# Task to complete
Render the items as a numbered list with blank lines omitted, beginning at the first line of the items and ending after the line that contains "[351, 414, 401, 465]".
######
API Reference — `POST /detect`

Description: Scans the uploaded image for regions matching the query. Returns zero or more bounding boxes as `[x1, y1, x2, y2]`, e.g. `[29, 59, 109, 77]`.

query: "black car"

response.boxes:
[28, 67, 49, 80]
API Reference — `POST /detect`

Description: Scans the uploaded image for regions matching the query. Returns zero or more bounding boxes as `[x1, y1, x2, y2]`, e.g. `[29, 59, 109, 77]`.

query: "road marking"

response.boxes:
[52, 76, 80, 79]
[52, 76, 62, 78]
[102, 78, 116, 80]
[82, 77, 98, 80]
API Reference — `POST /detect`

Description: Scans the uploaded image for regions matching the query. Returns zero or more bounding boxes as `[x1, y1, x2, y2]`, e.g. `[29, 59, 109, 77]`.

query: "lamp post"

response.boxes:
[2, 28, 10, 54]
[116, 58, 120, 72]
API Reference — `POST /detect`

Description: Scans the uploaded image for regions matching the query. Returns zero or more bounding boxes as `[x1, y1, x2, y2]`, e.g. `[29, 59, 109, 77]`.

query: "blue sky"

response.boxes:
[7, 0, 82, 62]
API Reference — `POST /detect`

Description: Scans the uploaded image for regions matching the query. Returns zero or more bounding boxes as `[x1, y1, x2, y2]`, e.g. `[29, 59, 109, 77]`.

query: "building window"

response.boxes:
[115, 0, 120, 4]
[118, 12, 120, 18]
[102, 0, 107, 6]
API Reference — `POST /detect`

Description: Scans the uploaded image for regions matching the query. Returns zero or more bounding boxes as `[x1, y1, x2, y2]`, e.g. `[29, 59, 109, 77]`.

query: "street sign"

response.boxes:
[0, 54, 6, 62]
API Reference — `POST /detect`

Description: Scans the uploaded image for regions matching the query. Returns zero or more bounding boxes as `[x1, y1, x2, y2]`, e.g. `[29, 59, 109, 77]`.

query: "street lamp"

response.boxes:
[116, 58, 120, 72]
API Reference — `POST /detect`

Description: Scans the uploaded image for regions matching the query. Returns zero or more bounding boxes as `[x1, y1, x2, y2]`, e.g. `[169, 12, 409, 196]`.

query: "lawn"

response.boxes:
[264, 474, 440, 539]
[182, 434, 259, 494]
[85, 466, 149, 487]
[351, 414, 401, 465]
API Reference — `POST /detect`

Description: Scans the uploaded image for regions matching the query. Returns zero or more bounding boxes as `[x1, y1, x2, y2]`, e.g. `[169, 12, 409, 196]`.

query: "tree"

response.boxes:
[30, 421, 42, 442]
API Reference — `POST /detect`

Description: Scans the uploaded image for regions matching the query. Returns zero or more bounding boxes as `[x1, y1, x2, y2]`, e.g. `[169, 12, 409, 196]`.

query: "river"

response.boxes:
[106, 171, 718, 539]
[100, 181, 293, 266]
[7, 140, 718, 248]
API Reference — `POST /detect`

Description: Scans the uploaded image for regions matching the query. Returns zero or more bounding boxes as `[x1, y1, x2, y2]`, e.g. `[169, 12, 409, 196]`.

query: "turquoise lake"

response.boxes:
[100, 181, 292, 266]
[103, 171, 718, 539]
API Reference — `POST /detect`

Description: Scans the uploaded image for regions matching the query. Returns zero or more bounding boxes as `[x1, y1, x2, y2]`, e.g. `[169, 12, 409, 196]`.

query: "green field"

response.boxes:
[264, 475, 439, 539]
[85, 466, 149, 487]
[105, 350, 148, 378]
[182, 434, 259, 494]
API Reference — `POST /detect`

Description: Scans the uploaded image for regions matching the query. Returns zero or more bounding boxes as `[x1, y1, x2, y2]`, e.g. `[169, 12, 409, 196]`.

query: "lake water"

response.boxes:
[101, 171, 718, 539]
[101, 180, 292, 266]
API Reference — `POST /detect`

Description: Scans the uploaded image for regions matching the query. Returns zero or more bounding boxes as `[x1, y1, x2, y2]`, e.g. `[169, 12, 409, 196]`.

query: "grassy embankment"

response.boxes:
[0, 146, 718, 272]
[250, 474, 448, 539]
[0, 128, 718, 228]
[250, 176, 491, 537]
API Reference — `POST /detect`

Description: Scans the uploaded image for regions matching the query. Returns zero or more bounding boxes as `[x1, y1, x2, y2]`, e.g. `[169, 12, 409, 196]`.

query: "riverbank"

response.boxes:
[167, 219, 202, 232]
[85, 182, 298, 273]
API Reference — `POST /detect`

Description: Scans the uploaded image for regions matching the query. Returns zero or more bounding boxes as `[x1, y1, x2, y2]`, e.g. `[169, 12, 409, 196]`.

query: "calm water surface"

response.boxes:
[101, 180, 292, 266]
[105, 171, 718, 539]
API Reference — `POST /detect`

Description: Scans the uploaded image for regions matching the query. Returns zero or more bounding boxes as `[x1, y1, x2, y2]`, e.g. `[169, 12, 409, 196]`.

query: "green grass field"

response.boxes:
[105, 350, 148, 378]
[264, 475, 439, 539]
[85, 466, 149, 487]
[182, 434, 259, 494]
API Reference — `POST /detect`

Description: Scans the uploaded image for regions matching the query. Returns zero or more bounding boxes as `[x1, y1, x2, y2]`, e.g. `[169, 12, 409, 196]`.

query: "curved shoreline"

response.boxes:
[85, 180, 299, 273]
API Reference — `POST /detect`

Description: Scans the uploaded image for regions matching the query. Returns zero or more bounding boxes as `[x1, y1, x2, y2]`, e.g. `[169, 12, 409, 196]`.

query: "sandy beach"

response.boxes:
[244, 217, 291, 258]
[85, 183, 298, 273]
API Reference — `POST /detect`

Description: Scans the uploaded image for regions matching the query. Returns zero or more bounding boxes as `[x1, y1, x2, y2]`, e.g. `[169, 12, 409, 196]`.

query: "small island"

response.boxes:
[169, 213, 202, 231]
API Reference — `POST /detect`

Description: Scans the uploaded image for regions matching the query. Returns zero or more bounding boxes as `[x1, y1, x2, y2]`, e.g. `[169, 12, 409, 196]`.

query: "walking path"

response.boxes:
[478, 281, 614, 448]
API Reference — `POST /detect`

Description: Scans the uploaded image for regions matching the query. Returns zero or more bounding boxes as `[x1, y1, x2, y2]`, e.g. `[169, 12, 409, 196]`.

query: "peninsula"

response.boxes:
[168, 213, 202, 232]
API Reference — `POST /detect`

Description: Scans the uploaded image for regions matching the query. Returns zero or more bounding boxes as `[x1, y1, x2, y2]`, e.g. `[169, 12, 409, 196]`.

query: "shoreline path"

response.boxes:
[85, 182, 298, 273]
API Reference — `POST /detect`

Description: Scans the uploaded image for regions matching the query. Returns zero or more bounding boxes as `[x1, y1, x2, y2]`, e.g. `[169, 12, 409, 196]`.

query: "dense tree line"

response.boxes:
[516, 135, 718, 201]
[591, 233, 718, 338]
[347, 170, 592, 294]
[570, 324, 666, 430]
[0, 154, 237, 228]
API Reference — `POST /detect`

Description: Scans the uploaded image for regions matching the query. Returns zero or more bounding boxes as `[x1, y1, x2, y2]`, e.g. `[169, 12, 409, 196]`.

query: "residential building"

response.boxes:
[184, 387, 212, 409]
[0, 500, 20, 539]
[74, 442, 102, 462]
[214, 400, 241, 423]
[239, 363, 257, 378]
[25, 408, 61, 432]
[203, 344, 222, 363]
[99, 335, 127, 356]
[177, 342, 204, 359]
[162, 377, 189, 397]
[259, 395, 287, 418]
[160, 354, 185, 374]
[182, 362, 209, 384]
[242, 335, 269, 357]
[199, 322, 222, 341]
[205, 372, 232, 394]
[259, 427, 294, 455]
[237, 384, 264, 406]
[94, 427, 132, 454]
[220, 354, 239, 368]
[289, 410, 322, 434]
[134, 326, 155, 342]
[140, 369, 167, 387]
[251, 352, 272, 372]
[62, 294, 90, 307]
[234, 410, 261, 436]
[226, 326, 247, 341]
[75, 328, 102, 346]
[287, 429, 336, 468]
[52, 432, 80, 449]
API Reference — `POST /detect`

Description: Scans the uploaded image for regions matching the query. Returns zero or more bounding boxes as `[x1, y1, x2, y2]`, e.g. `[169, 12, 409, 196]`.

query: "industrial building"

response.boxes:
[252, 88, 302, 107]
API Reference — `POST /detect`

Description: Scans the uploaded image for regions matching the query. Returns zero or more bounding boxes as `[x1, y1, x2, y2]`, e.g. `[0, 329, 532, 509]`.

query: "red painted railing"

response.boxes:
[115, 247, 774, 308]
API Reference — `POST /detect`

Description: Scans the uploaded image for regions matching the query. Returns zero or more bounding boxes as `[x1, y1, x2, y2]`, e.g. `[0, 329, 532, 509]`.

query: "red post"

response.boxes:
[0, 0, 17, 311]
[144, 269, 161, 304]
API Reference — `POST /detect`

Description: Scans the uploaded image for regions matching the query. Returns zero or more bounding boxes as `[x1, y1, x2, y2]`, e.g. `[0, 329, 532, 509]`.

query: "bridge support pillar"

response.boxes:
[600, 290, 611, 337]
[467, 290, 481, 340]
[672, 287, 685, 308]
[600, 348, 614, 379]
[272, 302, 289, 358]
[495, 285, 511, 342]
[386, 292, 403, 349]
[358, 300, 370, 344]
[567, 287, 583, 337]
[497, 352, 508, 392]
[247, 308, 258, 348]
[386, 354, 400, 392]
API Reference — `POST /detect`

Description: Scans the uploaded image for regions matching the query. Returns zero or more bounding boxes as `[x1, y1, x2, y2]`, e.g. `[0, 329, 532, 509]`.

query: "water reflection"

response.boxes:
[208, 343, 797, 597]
######
# Full response
1. API Reference — `POST /detect`
2. Description: Scans the uploaded image for regions matching the query. Returns zero or more bounding boxes as `[x1, y1, x2, y2]`, e.g. `[29, 59, 109, 77]`.
3. query: "black car"
4. response.boxes:
5. [28, 67, 49, 80]
6. API Reference — `POST /detect`
7. Description: Scans the uploaded image for regions matching the query. Returns zero or more bounding boxes as `[x1, y1, x2, y2]`, e.g. `[29, 59, 109, 77]`.
8. query: "road marking"
9. response.boxes:
10. [52, 76, 80, 79]
11. [52, 76, 62, 78]
12. [102, 78, 116, 80]
13. [82, 77, 98, 80]
14. API Reference — `POST /detect`
15. Description: Scans the uploaded image for regions matching the query. Returns zero or more bounding boxes as `[x1, y1, x2, y2]`, e.g. `[29, 59, 109, 77]`.
16. query: "lamp post"
17. response.boxes:
18. [2, 28, 10, 54]
19. [116, 58, 120, 72]
20. API Reference — `POST /detect`
21. Description: Scans the uploaded image for regions matching the query. Returns zero or more bounding boxes as `[x1, y1, x2, y2]`, e.g. `[29, 59, 109, 77]`.
22. query: "blue sky"
23. response.boxes:
24. [7, 0, 82, 62]
25. API Reference — `POST /detect`
26. Description: Scans the uploaded image for regions matching the query. Returns zero or more bounding boxes as `[x1, y1, x2, y2]`, e.g. `[29, 59, 109, 77]`.
27. query: "building window"
28. response.boxes:
29. [115, 0, 120, 4]
30. [118, 12, 120, 18]
31. [102, 0, 107, 6]
32. API Reference — `POST /detect`
33. Description: Scans the uploaded image for regions matching the query. Returns zero or more bounding boxes as `[x1, y1, x2, y2]`, e.g. `[29, 59, 109, 77]`.
34. query: "street sign"
35. response.boxes:
36. [0, 54, 6, 62]
37. API Reference — `POST /detect`
38. Description: Scans the uploaded image for regions matching the query. Returns zero or more bounding boxes as `[x1, y1, x2, y2]`, e.g. `[29, 59, 109, 77]`.
39. query: "street lamp"
40. response.boxes:
41. [116, 58, 120, 72]
42. API Reference — `POST /detect`
43. Description: Scans the uploaded image for regions matching the query. Returns zero or more bounding boxes as `[x1, y1, x2, y2]`, e.g. `[169, 12, 409, 196]`.
44. query: "lawn"
45. response.boxes:
46. [264, 474, 440, 539]
47. [182, 434, 259, 494]
48. [85, 466, 149, 487]
49. [351, 414, 401, 465]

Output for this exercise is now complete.